_Task directions_.
Rewrite the items below, changing "Objective" to "Goal" and leaving everything else the same.

** START **

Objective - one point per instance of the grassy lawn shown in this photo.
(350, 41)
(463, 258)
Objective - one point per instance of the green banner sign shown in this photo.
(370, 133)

** END **

_Reply to the task_.
Goal - one point per instance of the grassy lawn shown in this photo.
(350, 41)
(463, 258)
Goal - one point per instance of the green banner sign shown in this photo.
(370, 133)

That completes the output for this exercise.